For some Prince Edward Island graduates with a science degree, the chance to study medicine at UPEI provides a more accessible option in Atlantic Canada.
Last week, UPEI announced a partnership with Memorial University in Newfoundland and Labrador to open a faculty of medicine for 20 Island residents, including an Indigenous Islander, beginning in September 2023.
There are only 10 seats currently available for Islanders to study medicine at two Atlantic universities.
"Having these 20 seats will give us double the opportunities to get into medical school," said Islander Aly Inman, who completed a bachelor of psychology at UPEI and a master of applied health services research at Memorial.
"It'll give us the opportunity to study on our island, which will give us more opportunities to connect within our own health-care system and be able to grow our roots down to become practitioners here eventually in the future."
Few seats to study medicine
Inman has always wanted to study medicine. He said he's spent the last two years applying for seats to medical programs at Memorial and Dalhousie University in Nova Scotia, but is on a waiting list.
"Due to the limited amount of seats, there tends to be a number of people wait-listed year after year."
Both he and his sister want to study medicine. He's glad there's an easier route for her to pursue the degree.
"I've been on this journey trying to get into med school for a couple of years now, and she's starting her journey now," he said.
"This, hopefully, will help her, and give her an opportunity to not have to wait as long to get into the career she wants to do."
Their mother is a registered nurse, Inman said. His passion for medical science grew from having great role models in health care.
"I've just had some experiences with the health care system and learned how important it's been to have a great physician who is there for you and you can confide in them and feel comfortable sharing your stories with them, and have somebody to lean on to be able to help you navigate the health-care system." - Aly Inman
"Sometimes, these are in times when you're very vulnerable and experiencing great difficulties and I wanted to be able to do that for other people as I had great role models for physicians growing up."

* Information shown *

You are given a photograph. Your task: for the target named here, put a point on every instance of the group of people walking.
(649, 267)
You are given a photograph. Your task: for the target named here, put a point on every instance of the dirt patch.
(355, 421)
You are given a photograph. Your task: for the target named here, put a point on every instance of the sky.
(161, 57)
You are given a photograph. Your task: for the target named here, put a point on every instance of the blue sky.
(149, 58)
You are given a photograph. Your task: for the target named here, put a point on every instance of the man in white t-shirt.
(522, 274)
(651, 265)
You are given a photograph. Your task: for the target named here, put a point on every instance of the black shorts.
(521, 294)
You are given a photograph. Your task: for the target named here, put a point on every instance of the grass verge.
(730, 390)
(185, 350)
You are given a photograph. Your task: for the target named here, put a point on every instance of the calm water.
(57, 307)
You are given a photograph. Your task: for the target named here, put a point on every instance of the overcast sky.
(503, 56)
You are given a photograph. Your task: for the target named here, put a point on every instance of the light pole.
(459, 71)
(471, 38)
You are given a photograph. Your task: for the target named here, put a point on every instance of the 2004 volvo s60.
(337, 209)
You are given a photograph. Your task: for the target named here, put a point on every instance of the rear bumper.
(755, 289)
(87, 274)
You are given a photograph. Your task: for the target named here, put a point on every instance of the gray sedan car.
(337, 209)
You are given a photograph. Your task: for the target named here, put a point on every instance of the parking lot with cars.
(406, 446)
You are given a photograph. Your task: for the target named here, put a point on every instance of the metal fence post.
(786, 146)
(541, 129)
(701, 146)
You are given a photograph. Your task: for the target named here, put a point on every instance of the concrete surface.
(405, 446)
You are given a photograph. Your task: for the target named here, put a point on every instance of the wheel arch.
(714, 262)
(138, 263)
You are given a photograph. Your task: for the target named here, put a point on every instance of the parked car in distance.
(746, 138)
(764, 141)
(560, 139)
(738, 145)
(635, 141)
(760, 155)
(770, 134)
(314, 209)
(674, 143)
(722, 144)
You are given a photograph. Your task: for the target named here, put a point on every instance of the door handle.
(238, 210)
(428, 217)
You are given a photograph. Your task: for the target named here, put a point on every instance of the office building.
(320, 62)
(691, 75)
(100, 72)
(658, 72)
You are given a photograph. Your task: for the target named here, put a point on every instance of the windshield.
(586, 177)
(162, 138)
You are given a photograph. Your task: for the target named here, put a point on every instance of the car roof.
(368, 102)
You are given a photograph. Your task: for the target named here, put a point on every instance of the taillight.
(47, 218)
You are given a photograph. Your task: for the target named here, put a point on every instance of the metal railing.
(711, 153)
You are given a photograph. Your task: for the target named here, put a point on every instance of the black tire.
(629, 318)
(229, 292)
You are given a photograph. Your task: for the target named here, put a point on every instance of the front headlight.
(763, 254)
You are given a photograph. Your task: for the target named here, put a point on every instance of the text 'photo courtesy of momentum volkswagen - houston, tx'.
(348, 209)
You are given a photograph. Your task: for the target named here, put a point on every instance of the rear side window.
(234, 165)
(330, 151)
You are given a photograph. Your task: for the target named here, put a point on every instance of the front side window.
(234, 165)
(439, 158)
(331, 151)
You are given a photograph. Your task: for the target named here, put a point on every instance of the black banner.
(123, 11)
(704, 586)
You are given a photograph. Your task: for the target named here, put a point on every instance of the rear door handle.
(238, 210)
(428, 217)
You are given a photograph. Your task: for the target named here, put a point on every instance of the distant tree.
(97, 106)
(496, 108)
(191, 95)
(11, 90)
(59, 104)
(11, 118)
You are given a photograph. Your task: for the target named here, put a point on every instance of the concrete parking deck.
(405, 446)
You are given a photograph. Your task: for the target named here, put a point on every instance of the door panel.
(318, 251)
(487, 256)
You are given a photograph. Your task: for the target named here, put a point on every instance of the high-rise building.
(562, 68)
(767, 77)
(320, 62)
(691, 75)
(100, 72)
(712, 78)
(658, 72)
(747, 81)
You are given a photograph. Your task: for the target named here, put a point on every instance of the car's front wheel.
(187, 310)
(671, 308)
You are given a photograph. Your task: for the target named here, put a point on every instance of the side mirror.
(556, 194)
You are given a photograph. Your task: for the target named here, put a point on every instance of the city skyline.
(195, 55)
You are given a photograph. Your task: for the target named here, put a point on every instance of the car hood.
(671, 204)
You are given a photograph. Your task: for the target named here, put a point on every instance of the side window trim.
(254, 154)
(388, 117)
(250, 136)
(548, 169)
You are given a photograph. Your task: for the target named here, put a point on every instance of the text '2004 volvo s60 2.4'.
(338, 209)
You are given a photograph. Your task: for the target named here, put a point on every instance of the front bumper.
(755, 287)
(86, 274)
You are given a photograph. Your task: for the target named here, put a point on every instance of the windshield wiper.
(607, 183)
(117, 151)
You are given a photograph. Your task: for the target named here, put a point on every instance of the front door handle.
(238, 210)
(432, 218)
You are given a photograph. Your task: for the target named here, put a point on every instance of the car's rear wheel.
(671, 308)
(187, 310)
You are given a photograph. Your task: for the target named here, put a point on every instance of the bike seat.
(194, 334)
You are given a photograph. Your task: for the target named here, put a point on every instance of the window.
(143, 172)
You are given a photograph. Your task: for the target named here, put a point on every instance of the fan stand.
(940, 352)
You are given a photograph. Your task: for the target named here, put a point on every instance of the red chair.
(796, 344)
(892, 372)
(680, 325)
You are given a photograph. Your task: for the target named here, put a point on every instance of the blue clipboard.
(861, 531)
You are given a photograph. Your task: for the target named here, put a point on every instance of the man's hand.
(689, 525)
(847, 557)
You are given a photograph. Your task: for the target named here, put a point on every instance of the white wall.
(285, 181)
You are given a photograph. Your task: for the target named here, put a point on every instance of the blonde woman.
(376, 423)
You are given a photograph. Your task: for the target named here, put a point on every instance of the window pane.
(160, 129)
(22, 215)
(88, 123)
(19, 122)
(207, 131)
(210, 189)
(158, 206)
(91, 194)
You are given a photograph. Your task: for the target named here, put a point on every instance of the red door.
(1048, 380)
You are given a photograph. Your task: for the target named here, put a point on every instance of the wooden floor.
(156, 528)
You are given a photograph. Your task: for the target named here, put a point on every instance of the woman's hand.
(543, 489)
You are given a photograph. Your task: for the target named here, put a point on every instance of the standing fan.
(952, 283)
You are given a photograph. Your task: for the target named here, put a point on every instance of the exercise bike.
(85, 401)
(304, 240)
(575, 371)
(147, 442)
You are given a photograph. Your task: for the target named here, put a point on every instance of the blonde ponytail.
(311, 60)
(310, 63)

* Work to complete *
[1] From the article about UPEI's new medical seats, quote the text between "For some Prince" and "in September 2023.", inclusive.
[2] Render this sentence from the article about UPEI's new medical seats in French: "There are only 10 seats currently available for Islanders to study medicine at two Atlantic universities."

* Exercise solutions *
[1]
For some Prince Edward Island graduates with a science degree, the chance to study medicine at UPEI provides a more accessible option in Atlantic Canada.
Last week, UPEI announced a partnership with Memorial University in Newfoundland and Labrador to open a faculty of medicine for 20 Island residents, including an Indigenous Islander, beginning in September 2023.

[2] Il n'y a actuellement que 10 places offertes aux Insulaires pour étudier la médecine dans deux universités de l'Atlantique.